EXERCISE MATERIAL section start

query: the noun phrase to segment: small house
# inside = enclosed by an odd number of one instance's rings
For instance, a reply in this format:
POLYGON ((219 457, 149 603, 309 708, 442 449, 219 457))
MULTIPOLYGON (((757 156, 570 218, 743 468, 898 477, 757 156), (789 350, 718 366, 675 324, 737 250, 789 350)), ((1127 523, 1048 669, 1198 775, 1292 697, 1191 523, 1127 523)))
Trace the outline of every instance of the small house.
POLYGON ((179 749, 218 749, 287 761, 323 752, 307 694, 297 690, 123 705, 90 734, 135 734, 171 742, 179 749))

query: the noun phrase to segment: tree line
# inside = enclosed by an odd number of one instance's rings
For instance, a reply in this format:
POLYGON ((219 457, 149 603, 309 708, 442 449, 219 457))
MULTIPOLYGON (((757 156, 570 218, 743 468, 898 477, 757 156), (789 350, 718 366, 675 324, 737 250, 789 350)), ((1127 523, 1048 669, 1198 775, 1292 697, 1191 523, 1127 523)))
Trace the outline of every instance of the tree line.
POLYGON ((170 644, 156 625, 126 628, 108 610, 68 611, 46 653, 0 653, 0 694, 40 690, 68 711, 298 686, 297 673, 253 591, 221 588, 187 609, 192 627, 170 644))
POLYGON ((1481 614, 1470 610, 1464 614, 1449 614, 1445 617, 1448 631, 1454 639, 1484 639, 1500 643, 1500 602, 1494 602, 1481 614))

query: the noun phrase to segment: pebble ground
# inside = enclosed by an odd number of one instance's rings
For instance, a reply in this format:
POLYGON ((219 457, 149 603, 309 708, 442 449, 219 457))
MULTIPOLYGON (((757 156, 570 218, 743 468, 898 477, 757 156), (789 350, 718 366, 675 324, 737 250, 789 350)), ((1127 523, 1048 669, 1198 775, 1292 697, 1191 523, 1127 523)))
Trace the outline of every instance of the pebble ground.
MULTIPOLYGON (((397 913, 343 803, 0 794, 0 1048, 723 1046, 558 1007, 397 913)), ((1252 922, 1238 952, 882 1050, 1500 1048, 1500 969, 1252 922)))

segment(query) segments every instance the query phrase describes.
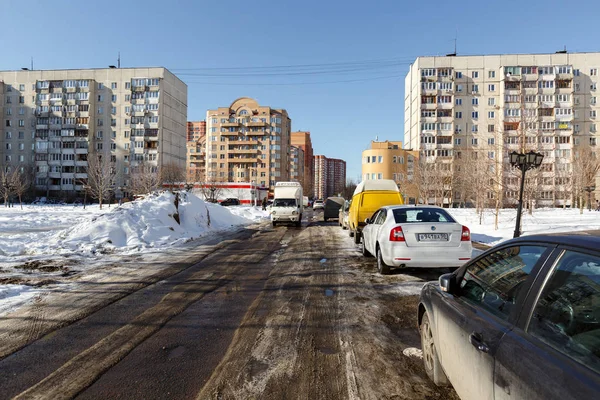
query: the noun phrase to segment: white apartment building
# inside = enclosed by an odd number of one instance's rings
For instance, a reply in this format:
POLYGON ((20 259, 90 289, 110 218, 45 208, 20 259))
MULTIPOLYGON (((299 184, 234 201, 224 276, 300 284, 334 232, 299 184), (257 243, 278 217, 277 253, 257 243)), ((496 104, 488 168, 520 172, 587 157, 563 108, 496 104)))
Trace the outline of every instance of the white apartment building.
POLYGON ((0 116, 0 167, 34 167, 39 195, 80 195, 92 150, 117 197, 141 162, 185 169, 187 85, 165 68, 0 71, 0 116))
POLYGON ((597 146, 599 69, 600 53, 418 57, 405 78, 405 148, 442 171, 467 154, 495 160, 504 204, 518 198, 509 153, 541 152, 536 206, 571 206, 574 150, 597 146))

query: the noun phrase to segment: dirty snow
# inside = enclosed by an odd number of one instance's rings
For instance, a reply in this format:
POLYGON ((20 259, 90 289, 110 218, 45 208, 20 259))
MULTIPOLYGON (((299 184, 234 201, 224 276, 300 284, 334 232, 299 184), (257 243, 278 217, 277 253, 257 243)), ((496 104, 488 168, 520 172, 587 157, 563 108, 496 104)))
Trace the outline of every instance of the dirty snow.
POLYGON ((179 224, 174 199, 165 192, 121 206, 104 205, 102 210, 97 204, 85 209, 82 205, 1 207, 0 313, 41 290, 14 284, 11 278, 17 274, 39 274, 35 269, 16 270, 16 266, 53 259, 61 260, 59 273, 68 272, 71 263, 98 268, 119 255, 149 257, 149 253, 160 254, 190 240, 268 218, 260 207, 223 207, 183 193, 179 224))

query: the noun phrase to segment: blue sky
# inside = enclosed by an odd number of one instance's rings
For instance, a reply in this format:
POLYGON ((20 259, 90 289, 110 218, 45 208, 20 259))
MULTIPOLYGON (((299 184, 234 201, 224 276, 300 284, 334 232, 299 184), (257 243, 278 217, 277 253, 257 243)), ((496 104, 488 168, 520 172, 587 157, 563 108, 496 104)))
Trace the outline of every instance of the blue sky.
POLYGON ((105 67, 120 51, 123 67, 164 66, 188 83, 190 120, 242 96, 287 109, 315 154, 346 160, 353 179, 370 140, 403 140, 409 64, 452 52, 457 31, 463 55, 600 51, 593 0, 0 0, 0 10, 2 70, 31 56, 36 69, 105 67))

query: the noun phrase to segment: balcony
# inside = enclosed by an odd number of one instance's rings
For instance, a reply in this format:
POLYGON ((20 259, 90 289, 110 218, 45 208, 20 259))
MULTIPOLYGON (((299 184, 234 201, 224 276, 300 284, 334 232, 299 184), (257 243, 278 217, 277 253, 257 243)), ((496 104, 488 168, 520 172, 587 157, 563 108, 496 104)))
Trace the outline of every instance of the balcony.
POLYGON ((146 90, 148 90, 148 86, 145 86, 145 85, 133 86, 133 85, 131 85, 132 92, 145 92, 146 90))
POLYGON ((75 149, 75 154, 88 154, 88 149, 75 149))
POLYGON ((258 149, 229 149, 230 154, 258 154, 258 149))
POLYGON ((237 127, 239 127, 239 126, 240 126, 240 123, 239 123, 239 122, 223 122, 223 123, 221 124, 221 126, 222 126, 223 128, 230 128, 230 127, 237 128, 237 127))
POLYGON ((523 75, 521 75, 521 77, 522 77, 521 79, 523 81, 537 81, 539 75, 538 74, 523 74, 523 75))
POLYGON ((77 91, 82 92, 82 93, 89 92, 90 87, 89 86, 77 86, 77 91))
POLYGON ((35 129, 48 129, 48 124, 36 124, 35 129))
POLYGON ((452 109, 452 107, 454 107, 453 103, 438 103, 437 104, 438 110, 450 110, 450 109, 452 109))
POLYGON ((239 131, 234 131, 234 132, 225 131, 225 132, 219 132, 219 133, 221 134, 221 136, 237 136, 240 134, 239 131))
POLYGON ((266 122, 266 121, 265 121, 265 122, 258 121, 258 122, 248 122, 248 123, 246 124, 246 126, 248 126, 248 127, 251 127, 251 126, 259 126, 259 127, 260 127, 260 126, 264 126, 264 127, 267 127, 267 126, 270 126, 270 125, 269 125, 269 123, 268 123, 268 122, 266 122))
POLYGON ((144 111, 144 110, 131 112, 132 117, 143 117, 144 115, 146 115, 146 111, 144 111))
POLYGON ((521 75, 507 74, 504 76, 506 82, 518 82, 521 80, 521 75))
POLYGON ((77 160, 77 161, 75 161, 75 166, 76 167, 87 167, 88 163, 87 163, 87 161, 77 160))
POLYGON ((421 110, 435 110, 437 103, 421 103, 421 110))
POLYGON ((561 80, 561 81, 570 81, 573 80, 573 73, 572 72, 563 72, 560 74, 556 74, 556 80, 561 80))

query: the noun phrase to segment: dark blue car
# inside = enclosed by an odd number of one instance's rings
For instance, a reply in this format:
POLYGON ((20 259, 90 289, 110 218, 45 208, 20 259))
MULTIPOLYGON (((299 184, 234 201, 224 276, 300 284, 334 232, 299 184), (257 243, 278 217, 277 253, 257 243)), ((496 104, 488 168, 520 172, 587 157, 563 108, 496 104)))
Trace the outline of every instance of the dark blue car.
POLYGON ((426 284, 423 359, 463 400, 600 398, 600 236, 525 236, 426 284))

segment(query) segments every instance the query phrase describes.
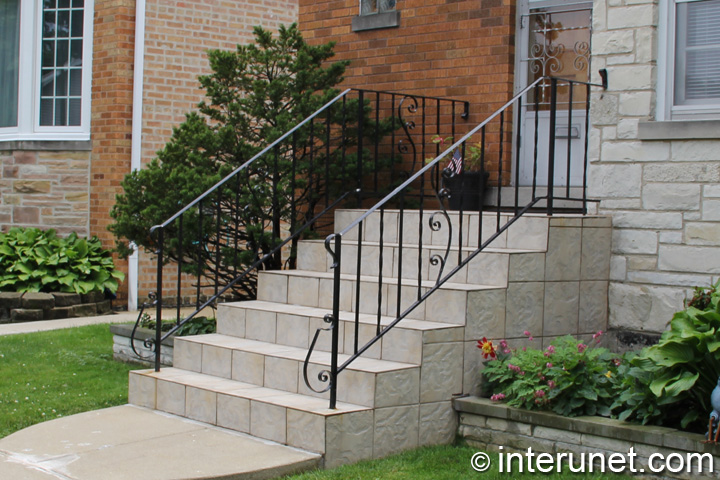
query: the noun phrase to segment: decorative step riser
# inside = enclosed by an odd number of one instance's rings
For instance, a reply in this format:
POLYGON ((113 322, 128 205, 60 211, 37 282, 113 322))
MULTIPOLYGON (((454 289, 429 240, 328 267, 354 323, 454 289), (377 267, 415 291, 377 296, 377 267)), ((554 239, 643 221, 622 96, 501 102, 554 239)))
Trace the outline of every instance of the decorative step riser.
POLYGON ((326 435, 351 435, 339 432, 336 425, 353 423, 358 416, 372 416, 369 411, 321 415, 261 399, 133 374, 129 403, 321 454, 327 453, 328 445, 331 450, 336 449, 335 456, 351 452, 342 452, 339 445, 334 445, 337 438, 326 438, 326 435))
MULTIPOLYGON (((174 366, 284 392, 329 398, 327 393, 316 393, 307 387, 302 360, 176 339, 174 366)), ((316 390, 327 386, 317 381, 317 374, 325 370, 327 365, 311 363, 308 366, 309 378, 316 390)), ((419 368, 377 373, 346 370, 338 381, 338 400, 367 407, 417 403, 419 378, 419 368), (341 388, 343 384, 345 388, 341 388)))
MULTIPOLYGON (((356 210, 338 210, 335 212, 335 231, 339 232, 359 218, 364 212, 356 210)), ((383 242, 398 243, 402 238, 403 244, 417 245, 422 238, 423 245, 434 245, 439 248, 447 247, 448 236, 454 239, 453 246, 458 245, 458 232, 462 231, 462 245, 464 247, 477 247, 478 239, 488 240, 498 229, 497 214, 484 213, 482 229, 480 229, 478 213, 463 213, 462 228, 458 212, 448 212, 450 223, 444 215, 435 211, 423 212, 423 221, 419 223, 418 211, 405 211, 402 221, 402 237, 400 236, 400 215, 398 211, 385 212, 383 219, 383 242), (431 227, 431 224, 434 224, 431 227), (452 228, 448 228, 451 226, 452 228)), ((499 225, 502 226, 512 218, 508 214, 501 214, 499 225)), ((374 212, 363 222, 362 239, 369 242, 380 241, 380 213, 374 212)), ((546 216, 524 216, 518 219, 513 228, 500 235, 490 246, 494 248, 525 248, 544 250, 547 248, 549 219, 546 216)), ((353 228, 343 240, 357 240, 358 227, 353 228)))
MULTIPOLYGON (((362 262, 361 275, 377 276, 380 270, 379 245, 363 245, 361 247, 362 262)), ((344 247, 340 271, 344 274, 357 273, 357 244, 344 247)), ((397 278, 398 265, 402 255, 402 277, 408 280, 417 280, 418 271, 422 280, 437 280, 441 273, 440 263, 435 258, 445 259, 446 251, 438 248, 423 248, 418 259, 418 249, 406 246, 401 249, 397 246, 383 246, 383 276, 397 278), (419 265, 418 265, 419 263, 419 265), (433 264, 435 263, 435 264, 433 264)), ((471 252, 464 250, 462 258, 458 250, 450 250, 447 254, 443 273, 447 273, 458 265, 458 262, 467 258, 471 252)), ((528 262, 544 261, 544 252, 480 252, 471 262, 458 271, 453 277, 453 283, 468 283, 473 285, 506 286, 508 279, 518 277, 523 272, 511 272, 511 265, 525 265, 528 262)), ((320 242, 301 242, 298 248, 298 269, 314 272, 331 272, 332 259, 320 242)))
POLYGON ((325 467, 451 443, 450 400, 322 415, 131 372, 129 402, 324 454, 325 467))
MULTIPOLYGON (((365 315, 364 315, 365 317, 365 315)), ((355 327, 351 320, 341 320, 338 328, 340 353, 355 352, 355 327)), ((272 310, 255 310, 239 306, 226 306, 218 311, 217 332, 261 342, 309 348, 318 328, 328 328, 321 317, 294 315, 272 310)), ((377 324, 358 323, 358 345, 363 346, 377 334, 377 324)), ((420 364, 422 346, 428 343, 462 341, 462 327, 428 330, 404 328, 402 323, 390 330, 363 356, 393 362, 420 364)), ((331 334, 320 332, 315 351, 331 350, 331 334)))
MULTIPOLYGON (((371 277, 372 278, 372 277, 371 277)), ((332 310, 331 278, 318 278, 312 275, 286 275, 283 273, 260 272, 258 278, 258 300, 276 303, 302 305, 332 310)), ((400 312, 404 312, 418 301, 418 297, 428 291, 427 287, 418 288, 417 280, 403 280, 400 286, 400 312)), ((467 294, 469 289, 441 288, 426 301, 418 304, 407 318, 428 320, 431 322, 465 324, 467 294)), ((393 283, 361 280, 358 296, 355 280, 340 281, 340 310, 370 315, 397 316, 398 285, 393 283), (382 299, 378 312, 378 298, 382 299)))

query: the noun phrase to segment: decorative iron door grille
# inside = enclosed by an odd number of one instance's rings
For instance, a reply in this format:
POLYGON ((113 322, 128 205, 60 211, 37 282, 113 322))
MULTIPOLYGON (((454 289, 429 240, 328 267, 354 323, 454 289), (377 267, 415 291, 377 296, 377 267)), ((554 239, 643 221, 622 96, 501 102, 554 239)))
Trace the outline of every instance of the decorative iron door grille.
MULTIPOLYGON (((550 81, 549 76, 567 80, 590 81, 590 36, 592 28, 592 3, 567 3, 557 0, 530 1, 520 16, 521 46, 520 68, 522 84, 532 83, 545 78, 535 93, 531 92, 528 103, 523 106, 519 116, 523 122, 520 154, 530 158, 535 150, 536 139, 541 150, 547 145, 550 128, 550 81), (538 110, 538 115, 535 111, 538 110)), ((585 118, 583 110, 587 97, 584 88, 572 88, 569 84, 558 86, 555 137, 557 155, 560 163, 572 163, 571 169, 556 171, 556 183, 564 183, 568 170, 576 172, 570 179, 573 186, 581 185, 580 172, 583 171, 581 151, 585 144, 585 118), (569 108, 570 107, 570 108, 569 108), (569 159, 569 160, 568 160, 569 159)), ((530 165, 522 162, 521 165, 530 165)), ((539 171, 545 171, 540 166, 539 171)), ((519 182, 528 185, 532 172, 521 167, 519 182)), ((547 179, 539 179, 546 181, 547 179)))

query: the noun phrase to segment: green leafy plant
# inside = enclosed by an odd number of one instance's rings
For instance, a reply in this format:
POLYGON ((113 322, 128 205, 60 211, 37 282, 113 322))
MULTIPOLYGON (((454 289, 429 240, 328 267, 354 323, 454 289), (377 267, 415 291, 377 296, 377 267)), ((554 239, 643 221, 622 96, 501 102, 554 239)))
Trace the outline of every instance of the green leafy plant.
POLYGON ((0 234, 0 291, 115 293, 125 275, 97 237, 11 228, 0 234))
MULTIPOLYGON (((532 339, 529 332, 526 335, 532 339)), ((599 341, 600 335, 598 332, 594 338, 599 341)), ((478 347, 488 355, 487 341, 479 342, 478 347)), ((564 416, 610 415, 612 379, 619 361, 606 348, 565 336, 545 350, 513 350, 503 340, 494 353, 482 372, 494 401, 564 416)))
POLYGON ((613 404, 620 418, 702 429, 720 376, 718 284, 697 288, 657 345, 644 348, 630 365, 613 404))
MULTIPOLYGON (((121 255, 130 253, 129 242, 155 251, 157 237, 149 234, 154 225, 339 93, 334 87, 349 62, 330 62, 334 43, 309 45, 294 24, 281 26, 277 36, 261 27, 255 27, 254 34, 254 43, 239 45, 236 51, 208 52, 212 73, 199 78, 205 100, 174 129, 157 159, 125 177, 124 191, 111 211, 115 222, 109 227, 121 255)), ((212 194, 202 208, 191 209, 182 222, 168 225, 163 261, 179 262, 201 283, 212 284, 216 278, 230 283, 238 272, 271 252, 280 243, 283 223, 306 224, 319 213, 320 202, 336 198, 353 184, 359 144, 353 126, 358 119, 348 112, 359 109, 357 99, 348 99, 341 107, 323 111, 212 194)), ((367 101, 362 111, 365 145, 398 127, 392 118, 376 122, 367 101)), ((371 156, 362 158, 367 165, 363 171, 369 171, 371 156)), ((293 239, 290 246, 290 266, 297 241, 293 239)), ((262 268, 282 266, 281 254, 276 253, 262 268)), ((253 298, 255 285, 251 273, 232 288, 239 298, 253 298)))
MULTIPOLYGON (((163 320, 160 327, 163 332, 169 331, 176 325, 175 320, 163 320)), ((140 319, 140 326, 155 330, 155 320, 146 314, 140 319)), ((187 337, 191 335, 206 335, 217 331, 217 320, 213 317, 193 317, 177 329, 175 335, 178 337, 187 337)))

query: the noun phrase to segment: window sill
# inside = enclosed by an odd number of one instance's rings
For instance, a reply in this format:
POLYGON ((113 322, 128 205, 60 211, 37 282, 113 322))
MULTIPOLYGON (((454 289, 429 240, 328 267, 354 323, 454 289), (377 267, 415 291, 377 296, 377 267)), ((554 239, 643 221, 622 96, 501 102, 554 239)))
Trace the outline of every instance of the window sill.
POLYGON ((62 152, 89 152, 90 140, 0 140, 0 150, 36 150, 62 152))
POLYGON ((381 28, 394 28, 400 26, 400 11, 374 13, 372 15, 358 15, 352 19, 352 31, 379 30, 381 28))
POLYGON ((681 120, 671 122, 640 122, 640 140, 702 140, 720 139, 720 120, 681 120))

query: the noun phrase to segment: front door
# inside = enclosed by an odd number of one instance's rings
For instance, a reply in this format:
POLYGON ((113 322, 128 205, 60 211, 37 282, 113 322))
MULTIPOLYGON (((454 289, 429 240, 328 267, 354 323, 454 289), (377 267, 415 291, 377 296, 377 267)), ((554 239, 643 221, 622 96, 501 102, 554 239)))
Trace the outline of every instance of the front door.
MULTIPOLYGON (((592 2, 521 0, 519 6, 517 88, 522 89, 543 76, 588 82, 592 2)), ((534 92, 531 92, 519 115, 523 123, 520 126, 522 142, 518 177, 521 186, 532 185, 535 170, 538 185, 546 184, 548 180, 549 81, 543 81, 537 97, 536 101, 534 92), (537 166, 534 161, 536 152, 537 166)), ((568 170, 571 186, 583 184, 586 101, 584 86, 573 88, 572 95, 567 86, 558 88, 555 185, 568 184, 568 170), (567 165, 568 156, 570 168, 567 165)))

EXERCISE MATERIAL section end

_EXERCISE DESCRIPTION_
Could you transcribe the entries above word for word, from the line with "Trace the outline of every instance of the decorative iron" down to the line with "query: the noun phrase to segment: green", keeping both?

_ANSWER SPACE_
Trace the outline of every instance of the decorative iron door grille.
MULTIPOLYGON (((550 81, 549 76, 567 80, 590 81, 590 36, 592 28, 592 3, 567 3, 557 0, 530 1, 520 16, 521 46, 520 68, 522 84, 532 83, 545 78, 535 93, 531 92, 528 103, 523 106, 519 116, 523 122, 520 154, 530 158, 535 150, 536 139, 541 150, 547 145, 550 128, 550 81), (538 110, 538 115, 535 111, 538 110)), ((585 118, 583 110, 587 97, 584 88, 572 88, 569 84, 558 86, 555 137, 557 155, 560 163, 572 163, 571 169, 556 171, 556 183, 564 183, 568 170, 576 172, 570 179, 573 186, 581 185, 580 172, 583 171, 581 151, 585 144, 585 118), (569 108, 570 107, 570 108, 569 108), (569 159, 569 160, 568 160, 569 159)), ((530 165, 522 162, 521 165, 530 165)), ((539 171, 545 171, 540 166, 539 171)), ((519 182, 528 185, 532 172, 521 167, 519 182)), ((547 179, 539 179, 546 181, 547 179)))

query: the noun phrase to segment: green leafy plant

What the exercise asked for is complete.